GIVEN REQUEST.
Quote every one of the records below verbatim.

DATA EXTRACT.
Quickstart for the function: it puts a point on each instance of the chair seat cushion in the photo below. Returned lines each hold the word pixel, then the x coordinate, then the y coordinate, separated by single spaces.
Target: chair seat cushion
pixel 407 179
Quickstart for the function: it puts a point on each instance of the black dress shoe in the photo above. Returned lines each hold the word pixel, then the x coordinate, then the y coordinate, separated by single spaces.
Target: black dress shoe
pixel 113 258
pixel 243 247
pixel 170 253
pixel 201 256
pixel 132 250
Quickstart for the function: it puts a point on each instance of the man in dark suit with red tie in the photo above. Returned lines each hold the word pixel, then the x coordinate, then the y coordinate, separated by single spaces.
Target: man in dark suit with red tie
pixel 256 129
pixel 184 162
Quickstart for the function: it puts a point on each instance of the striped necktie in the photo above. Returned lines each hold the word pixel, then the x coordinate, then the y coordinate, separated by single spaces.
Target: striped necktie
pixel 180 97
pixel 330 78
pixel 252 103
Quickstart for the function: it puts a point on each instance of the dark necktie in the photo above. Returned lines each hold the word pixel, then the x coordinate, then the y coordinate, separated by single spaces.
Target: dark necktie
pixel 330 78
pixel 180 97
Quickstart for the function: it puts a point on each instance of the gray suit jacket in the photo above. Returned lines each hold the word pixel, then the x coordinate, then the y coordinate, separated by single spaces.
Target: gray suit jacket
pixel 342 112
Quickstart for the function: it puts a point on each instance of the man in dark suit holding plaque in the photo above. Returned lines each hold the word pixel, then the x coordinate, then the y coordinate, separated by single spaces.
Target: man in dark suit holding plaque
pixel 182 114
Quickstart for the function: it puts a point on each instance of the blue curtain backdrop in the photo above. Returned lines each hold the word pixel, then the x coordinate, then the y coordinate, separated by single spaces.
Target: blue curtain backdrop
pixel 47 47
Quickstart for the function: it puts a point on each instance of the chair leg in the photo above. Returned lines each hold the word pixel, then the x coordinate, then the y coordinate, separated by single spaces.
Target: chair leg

PROBLEM SOLUTION.
Quickstart for the function: it puts a point on each instance of the chair seat cushion in the photo below. Returned lines each hold the word pixel, then the x coordinate, then the y coordinate, separated by single spaces.
Target: chair seat cushion
pixel 407 179
Quickstart for the function: it puts a point on each instance of the black dress shoe in the photo above. Returned lines each hold the word pixel, then the x coordinate, then the y coordinate, separated by single spaces.
Target: black dress shoe
pixel 113 258
pixel 243 247
pixel 170 253
pixel 201 256
pixel 132 250
Quickstart for the function: it puts a point on each instance of the man in dark suit with red tie in the photo above. Returned lines each hold the word pixel, then the x coordinate, then the y coordinate, separated by single spaces.
Target: man in dark suit with red tie
pixel 256 129
pixel 184 162
Quickstart for the function: it puts a point on each instance of the striped necktie in the photo above. Returned lines each hold the word pixel, then the x coordinate, then the y coordinate, separated by single spaces.
Target: striped necktie
pixel 180 97
pixel 330 78
pixel 252 103
Quickstart for the function: it puts a point on each instance of the dark necktie in the photo above. Returned lines each hold the word pixel, then the x coordinate, then the y coordinate, separated by single spaces.
Target: dark necktie
pixel 330 78
pixel 180 97
Quickstart for the function: it puts a point on each instance of the gray suit jacket in the photo above. Returned lines each hold the word pixel, then the x coordinate, then the y coordinate, separated by single spaces.
Target: gray suit jacket
pixel 342 112
Quickstart for the function: it puts a point on each instance of the man in dark suit holding plaque in the photo above. Returned lines each hold the word pixel, then the x coordinate, then the y coordinate, separated by single spaces.
Target: man in dark suit holding plaque
pixel 182 114
Quickstart for the function: it puts a point on each instance of the blue curtain backdrop in the photo above. Returned lines each hold the word pixel, then the x coordinate, then the y coordinate, separated by single spaces.
Target: blue curtain backdrop
pixel 47 47
Quickstart for the function: it puts a point on each instance of the chair leg in the photo above. Returned lines each hold the word pixel, then the x coordinate, then the y coordinate, separated by single spaces.
Target: chair leg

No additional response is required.